*** Opening Dataset content ***

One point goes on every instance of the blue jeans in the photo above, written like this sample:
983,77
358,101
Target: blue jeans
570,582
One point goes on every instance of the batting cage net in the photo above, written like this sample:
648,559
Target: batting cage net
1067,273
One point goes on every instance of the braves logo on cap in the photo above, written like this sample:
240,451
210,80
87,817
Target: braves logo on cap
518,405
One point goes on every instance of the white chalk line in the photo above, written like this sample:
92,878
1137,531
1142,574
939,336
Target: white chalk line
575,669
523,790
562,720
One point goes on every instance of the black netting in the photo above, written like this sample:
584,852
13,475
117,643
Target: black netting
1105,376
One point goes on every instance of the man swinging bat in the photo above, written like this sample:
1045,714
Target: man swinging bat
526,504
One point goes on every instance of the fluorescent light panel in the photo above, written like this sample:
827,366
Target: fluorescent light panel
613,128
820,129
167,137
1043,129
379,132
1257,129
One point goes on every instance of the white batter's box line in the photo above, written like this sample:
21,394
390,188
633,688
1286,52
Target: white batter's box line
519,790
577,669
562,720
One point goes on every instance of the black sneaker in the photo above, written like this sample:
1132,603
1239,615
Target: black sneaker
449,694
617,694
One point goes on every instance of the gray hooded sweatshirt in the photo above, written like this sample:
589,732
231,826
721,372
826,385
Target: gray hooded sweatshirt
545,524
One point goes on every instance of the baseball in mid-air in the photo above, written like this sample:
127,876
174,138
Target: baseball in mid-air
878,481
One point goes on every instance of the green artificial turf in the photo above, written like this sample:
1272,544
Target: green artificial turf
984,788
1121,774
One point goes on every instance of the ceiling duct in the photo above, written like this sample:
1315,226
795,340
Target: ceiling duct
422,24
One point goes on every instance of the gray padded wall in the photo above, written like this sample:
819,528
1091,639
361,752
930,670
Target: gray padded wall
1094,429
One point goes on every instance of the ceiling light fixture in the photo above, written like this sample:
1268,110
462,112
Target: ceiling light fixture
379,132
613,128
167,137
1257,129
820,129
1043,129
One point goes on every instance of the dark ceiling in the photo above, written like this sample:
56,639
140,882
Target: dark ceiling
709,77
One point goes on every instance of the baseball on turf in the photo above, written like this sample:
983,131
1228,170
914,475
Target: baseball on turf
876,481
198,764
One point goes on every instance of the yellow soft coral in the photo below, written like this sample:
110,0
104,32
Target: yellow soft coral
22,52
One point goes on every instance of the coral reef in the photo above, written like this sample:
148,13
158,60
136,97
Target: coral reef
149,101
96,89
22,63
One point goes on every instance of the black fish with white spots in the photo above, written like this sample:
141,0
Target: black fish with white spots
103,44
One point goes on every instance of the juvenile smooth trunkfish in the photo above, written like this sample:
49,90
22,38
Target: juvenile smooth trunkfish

*** Closing Dataset content ***

Each line from the one containing "Target: black fish with white spots" to the final line above should be written out exactly; please omit the others.

Answer box:
Target: black fish with white spots
103,44
One point goes on every instance of the juvenile smooth trunkfish in the photo above, written like this sample:
49,90
22,38
Target: juvenile smooth trunkfish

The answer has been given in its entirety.